Instructions to follow -
Switch "cabinet door" to "drawer" in the items below, and reproduce them otherwise unchanged.

Records to use -
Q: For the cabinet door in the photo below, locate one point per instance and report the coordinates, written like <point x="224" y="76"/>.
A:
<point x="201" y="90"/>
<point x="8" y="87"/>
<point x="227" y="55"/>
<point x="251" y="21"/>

Result of the task -
Q: For the drawer in the photo below, locate one point per instance and report the coordinates, written like <point x="224" y="76"/>.
A:
<point x="201" y="90"/>
<point x="8" y="87"/>
<point x="227" y="55"/>
<point x="251" y="21"/>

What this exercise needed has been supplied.